▼
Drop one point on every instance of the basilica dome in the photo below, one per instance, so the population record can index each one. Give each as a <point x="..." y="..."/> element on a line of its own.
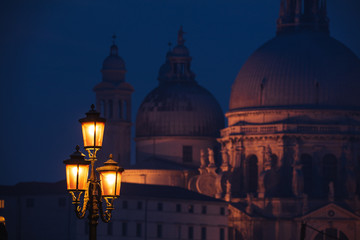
<point x="179" y="109"/>
<point x="113" y="61"/>
<point x="298" y="69"/>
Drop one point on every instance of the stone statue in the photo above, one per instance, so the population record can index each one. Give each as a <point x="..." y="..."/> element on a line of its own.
<point x="261" y="184"/>
<point x="249" y="207"/>
<point x="350" y="182"/>
<point x="228" y="191"/>
<point x="267" y="158"/>
<point x="211" y="157"/>
<point x="305" y="207"/>
<point x="181" y="39"/>
<point x="296" y="154"/>
<point x="297" y="180"/>
<point x="228" y="186"/>
<point x="331" y="195"/>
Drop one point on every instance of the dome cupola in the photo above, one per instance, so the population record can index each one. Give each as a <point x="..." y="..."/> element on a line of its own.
<point x="179" y="106"/>
<point x="302" y="67"/>
<point x="302" y="14"/>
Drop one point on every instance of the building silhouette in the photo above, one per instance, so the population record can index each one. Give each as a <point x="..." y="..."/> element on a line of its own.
<point x="287" y="162"/>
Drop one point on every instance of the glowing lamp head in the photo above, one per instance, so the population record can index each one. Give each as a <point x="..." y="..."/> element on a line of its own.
<point x="110" y="178"/>
<point x="77" y="170"/>
<point x="93" y="129"/>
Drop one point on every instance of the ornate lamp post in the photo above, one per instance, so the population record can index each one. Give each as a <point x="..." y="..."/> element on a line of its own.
<point x="87" y="194"/>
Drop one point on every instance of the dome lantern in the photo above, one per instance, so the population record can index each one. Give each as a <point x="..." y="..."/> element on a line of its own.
<point x="297" y="15"/>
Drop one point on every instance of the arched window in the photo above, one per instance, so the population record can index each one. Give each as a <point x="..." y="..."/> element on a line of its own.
<point x="251" y="173"/>
<point x="125" y="109"/>
<point x="274" y="161"/>
<point x="110" y="109"/>
<point x="329" y="170"/>
<point x="120" y="110"/>
<point x="330" y="234"/>
<point x="306" y="162"/>
<point x="102" y="107"/>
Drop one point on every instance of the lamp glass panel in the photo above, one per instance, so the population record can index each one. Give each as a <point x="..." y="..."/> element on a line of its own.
<point x="76" y="176"/>
<point x="88" y="129"/>
<point x="110" y="183"/>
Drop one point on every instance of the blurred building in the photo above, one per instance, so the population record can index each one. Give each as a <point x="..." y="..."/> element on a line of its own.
<point x="44" y="211"/>
<point x="289" y="155"/>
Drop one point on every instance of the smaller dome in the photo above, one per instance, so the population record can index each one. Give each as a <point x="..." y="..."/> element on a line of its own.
<point x="179" y="109"/>
<point x="114" y="61"/>
<point x="181" y="50"/>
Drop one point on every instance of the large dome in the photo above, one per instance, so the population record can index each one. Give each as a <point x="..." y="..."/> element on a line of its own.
<point x="179" y="109"/>
<point x="304" y="69"/>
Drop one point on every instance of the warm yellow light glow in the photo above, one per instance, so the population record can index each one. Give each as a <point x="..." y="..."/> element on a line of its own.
<point x="76" y="176"/>
<point x="88" y="129"/>
<point x="110" y="183"/>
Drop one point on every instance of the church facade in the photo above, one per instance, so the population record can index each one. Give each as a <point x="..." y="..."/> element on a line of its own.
<point x="286" y="166"/>
<point x="289" y="156"/>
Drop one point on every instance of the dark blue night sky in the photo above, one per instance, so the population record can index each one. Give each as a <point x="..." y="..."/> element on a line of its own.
<point x="51" y="53"/>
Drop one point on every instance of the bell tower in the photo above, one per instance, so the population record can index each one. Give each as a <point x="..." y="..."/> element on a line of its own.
<point x="113" y="100"/>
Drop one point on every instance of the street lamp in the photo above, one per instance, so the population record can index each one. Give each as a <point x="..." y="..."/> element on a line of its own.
<point x="92" y="189"/>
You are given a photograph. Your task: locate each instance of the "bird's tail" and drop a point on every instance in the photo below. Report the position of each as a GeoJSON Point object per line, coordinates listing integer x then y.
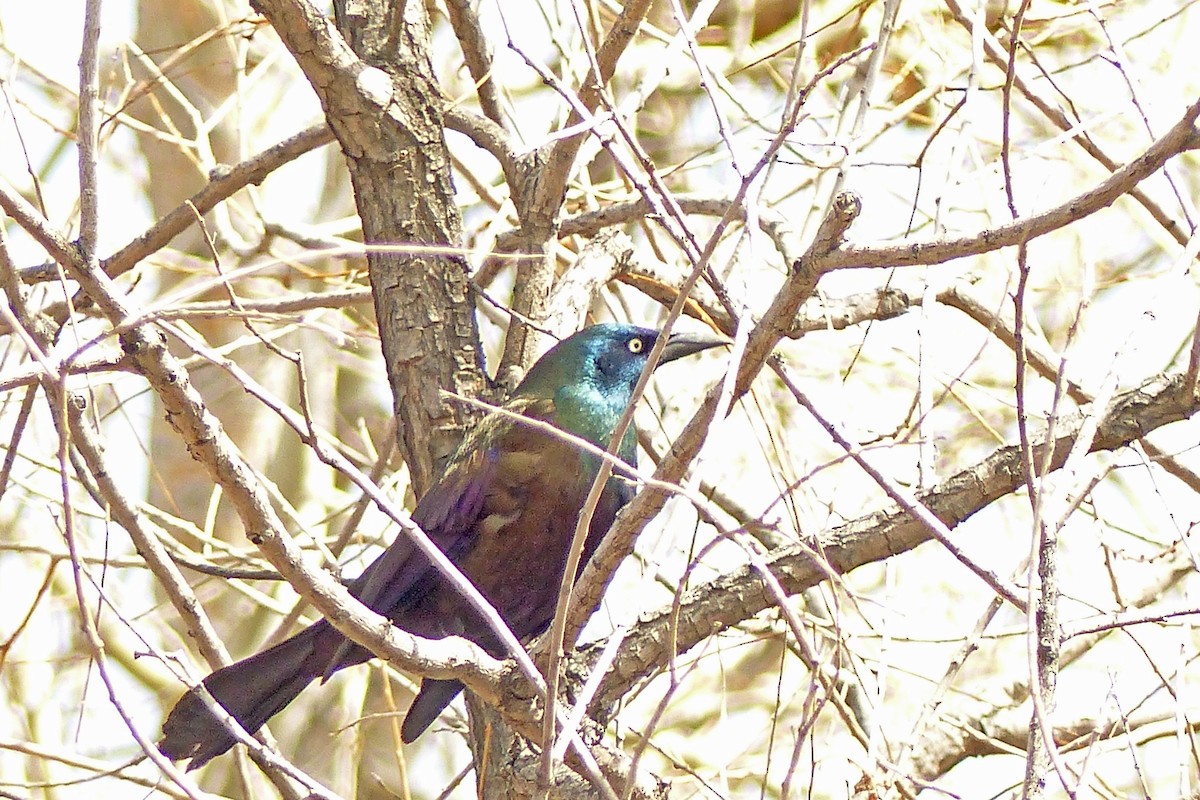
{"type": "Point", "coordinates": [252, 690]}
{"type": "Point", "coordinates": [430, 702]}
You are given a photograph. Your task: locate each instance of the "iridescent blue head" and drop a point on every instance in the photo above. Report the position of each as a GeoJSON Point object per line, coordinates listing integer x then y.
{"type": "Point", "coordinates": [591, 376]}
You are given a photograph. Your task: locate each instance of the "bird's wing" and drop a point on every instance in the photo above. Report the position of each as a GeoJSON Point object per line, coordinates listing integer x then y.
{"type": "Point", "coordinates": [451, 513]}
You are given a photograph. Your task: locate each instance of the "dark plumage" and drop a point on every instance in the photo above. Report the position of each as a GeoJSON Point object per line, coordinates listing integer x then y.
{"type": "Point", "coordinates": [504, 512]}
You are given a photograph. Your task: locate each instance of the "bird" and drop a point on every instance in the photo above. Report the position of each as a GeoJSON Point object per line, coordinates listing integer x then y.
{"type": "Point", "coordinates": [504, 512]}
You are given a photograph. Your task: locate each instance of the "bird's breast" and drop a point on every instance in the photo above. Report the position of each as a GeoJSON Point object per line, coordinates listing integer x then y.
{"type": "Point", "coordinates": [525, 530]}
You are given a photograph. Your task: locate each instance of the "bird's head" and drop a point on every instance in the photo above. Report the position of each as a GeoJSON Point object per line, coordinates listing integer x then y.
{"type": "Point", "coordinates": [591, 374]}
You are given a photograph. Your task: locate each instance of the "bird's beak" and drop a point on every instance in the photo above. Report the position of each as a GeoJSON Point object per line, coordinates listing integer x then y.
{"type": "Point", "coordinates": [681, 344]}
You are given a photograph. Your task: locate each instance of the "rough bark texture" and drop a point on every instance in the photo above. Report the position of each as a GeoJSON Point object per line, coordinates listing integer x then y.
{"type": "Point", "coordinates": [385, 114]}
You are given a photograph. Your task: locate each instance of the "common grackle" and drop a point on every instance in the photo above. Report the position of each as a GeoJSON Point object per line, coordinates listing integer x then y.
{"type": "Point", "coordinates": [504, 512]}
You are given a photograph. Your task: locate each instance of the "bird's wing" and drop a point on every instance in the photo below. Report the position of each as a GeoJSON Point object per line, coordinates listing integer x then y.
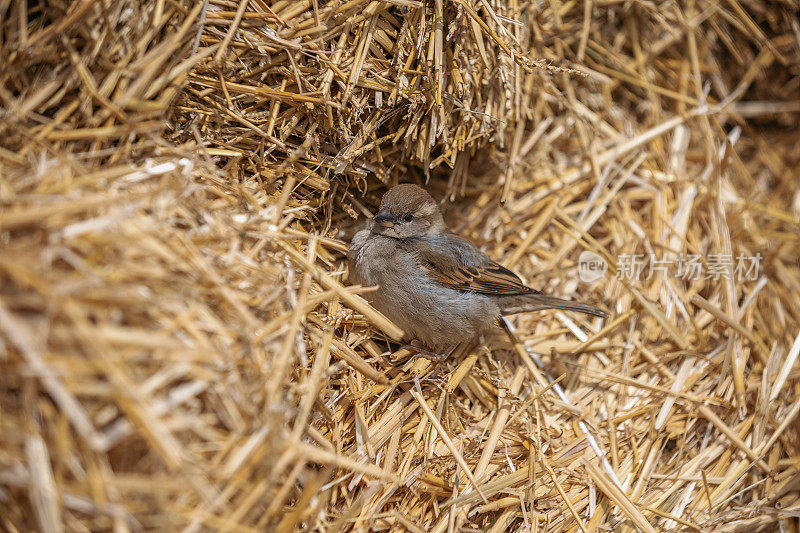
{"type": "Point", "coordinates": [458, 264]}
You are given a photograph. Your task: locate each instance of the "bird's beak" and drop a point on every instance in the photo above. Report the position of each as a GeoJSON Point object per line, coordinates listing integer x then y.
{"type": "Point", "coordinates": [384, 219]}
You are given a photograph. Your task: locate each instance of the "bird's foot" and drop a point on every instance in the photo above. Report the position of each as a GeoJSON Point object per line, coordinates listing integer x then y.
{"type": "Point", "coordinates": [430, 356]}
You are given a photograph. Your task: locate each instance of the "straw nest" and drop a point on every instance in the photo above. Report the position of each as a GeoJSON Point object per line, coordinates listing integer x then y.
{"type": "Point", "coordinates": [180, 350]}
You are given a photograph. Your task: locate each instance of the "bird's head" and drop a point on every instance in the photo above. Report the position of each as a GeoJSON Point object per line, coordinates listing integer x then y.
{"type": "Point", "coordinates": [407, 210]}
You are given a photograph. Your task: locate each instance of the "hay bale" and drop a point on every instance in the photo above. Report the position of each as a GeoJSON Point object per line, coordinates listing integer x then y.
{"type": "Point", "coordinates": [177, 343]}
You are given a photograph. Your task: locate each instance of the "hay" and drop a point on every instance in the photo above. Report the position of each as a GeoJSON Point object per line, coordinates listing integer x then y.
{"type": "Point", "coordinates": [178, 346]}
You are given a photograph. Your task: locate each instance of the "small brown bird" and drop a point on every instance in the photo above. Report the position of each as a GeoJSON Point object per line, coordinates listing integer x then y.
{"type": "Point", "coordinates": [438, 287]}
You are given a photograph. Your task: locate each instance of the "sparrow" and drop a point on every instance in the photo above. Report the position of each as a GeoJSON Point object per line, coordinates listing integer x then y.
{"type": "Point", "coordinates": [438, 287]}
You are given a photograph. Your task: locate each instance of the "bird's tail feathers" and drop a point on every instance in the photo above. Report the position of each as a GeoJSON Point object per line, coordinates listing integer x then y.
{"type": "Point", "coordinates": [536, 302]}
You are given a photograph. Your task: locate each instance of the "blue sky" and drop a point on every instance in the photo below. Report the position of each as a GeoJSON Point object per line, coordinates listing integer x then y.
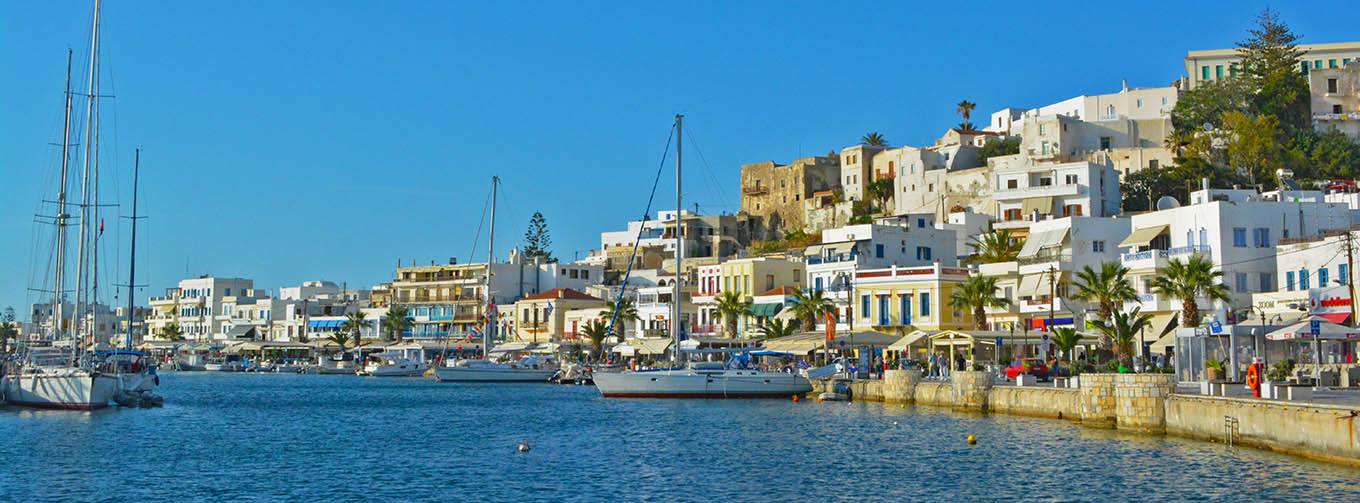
{"type": "Point", "coordinates": [294, 140]}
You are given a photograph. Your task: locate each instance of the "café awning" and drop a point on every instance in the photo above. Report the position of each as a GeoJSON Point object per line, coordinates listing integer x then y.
{"type": "Point", "coordinates": [1042, 204]}
{"type": "Point", "coordinates": [1143, 237]}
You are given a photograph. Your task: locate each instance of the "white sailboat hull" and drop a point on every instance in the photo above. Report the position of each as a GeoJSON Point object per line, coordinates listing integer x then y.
{"type": "Point", "coordinates": [688, 384]}
{"type": "Point", "coordinates": [61, 389]}
{"type": "Point", "coordinates": [464, 374]}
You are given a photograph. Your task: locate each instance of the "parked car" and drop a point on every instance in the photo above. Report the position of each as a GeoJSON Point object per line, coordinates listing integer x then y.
{"type": "Point", "coordinates": [1031, 366]}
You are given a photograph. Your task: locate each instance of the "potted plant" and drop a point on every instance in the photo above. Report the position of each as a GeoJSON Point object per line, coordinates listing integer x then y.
{"type": "Point", "coordinates": [1213, 370]}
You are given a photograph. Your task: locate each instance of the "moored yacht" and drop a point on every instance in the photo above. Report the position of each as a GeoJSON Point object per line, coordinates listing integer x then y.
{"type": "Point", "coordinates": [706, 379]}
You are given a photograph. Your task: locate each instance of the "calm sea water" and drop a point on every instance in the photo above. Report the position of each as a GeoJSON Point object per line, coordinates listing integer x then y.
{"type": "Point", "coordinates": [346, 438]}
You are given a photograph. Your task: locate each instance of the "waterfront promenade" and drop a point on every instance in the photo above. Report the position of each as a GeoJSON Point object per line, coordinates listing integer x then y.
{"type": "Point", "coordinates": [1147, 404]}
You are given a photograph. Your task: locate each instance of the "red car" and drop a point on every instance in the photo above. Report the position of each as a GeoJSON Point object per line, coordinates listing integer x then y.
{"type": "Point", "coordinates": [1031, 366]}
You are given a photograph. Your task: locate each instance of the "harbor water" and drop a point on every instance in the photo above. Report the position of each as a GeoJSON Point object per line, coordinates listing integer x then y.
{"type": "Point", "coordinates": [263, 437]}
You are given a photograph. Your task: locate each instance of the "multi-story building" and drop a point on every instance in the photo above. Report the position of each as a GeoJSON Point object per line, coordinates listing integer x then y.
{"type": "Point", "coordinates": [909, 241]}
{"type": "Point", "coordinates": [1027, 192]}
{"type": "Point", "coordinates": [203, 307]}
{"type": "Point", "coordinates": [1238, 230]}
{"type": "Point", "coordinates": [543, 317]}
{"type": "Point", "coordinates": [774, 193]}
{"type": "Point", "coordinates": [1334, 95]}
{"type": "Point", "coordinates": [857, 169]}
{"type": "Point", "coordinates": [909, 298]}
{"type": "Point", "coordinates": [450, 298]}
{"type": "Point", "coordinates": [1217, 64]}
{"type": "Point", "coordinates": [1054, 253]}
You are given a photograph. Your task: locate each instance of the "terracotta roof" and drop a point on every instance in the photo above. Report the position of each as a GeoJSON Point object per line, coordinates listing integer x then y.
▲
◆ Instructions to follow ◆
Gather every line of the material above that contains the word "below", and copy each of those lines in full.

◆ Solution to this exercise ◆
Drop one point on every instance of the basilica dome in the photo below, one per instance, so the population record can index each one. Give each as a <point x="..." y="..."/> element on a line of its own.
You are given a photograph. Your task: locate each instance of the "bird's tail" and drop a point on every instance in the photo below. Report the position of each as a GeoJSON Point object per line, coordinates listing integer x then y.
You are given a photograph. Your task: locate each instance of the "bird's wing" and drop a point on every instance in the photo below. Report the position of each as a GeoJSON Point object per line, coordinates listing integer x then y.
You are given a photograph. Your task: locate each instance of the "blue sky" and drop a point on every instance in the photo below. Report the position of each as a GeoJSON Point object per line, coordinates listing integer x then y.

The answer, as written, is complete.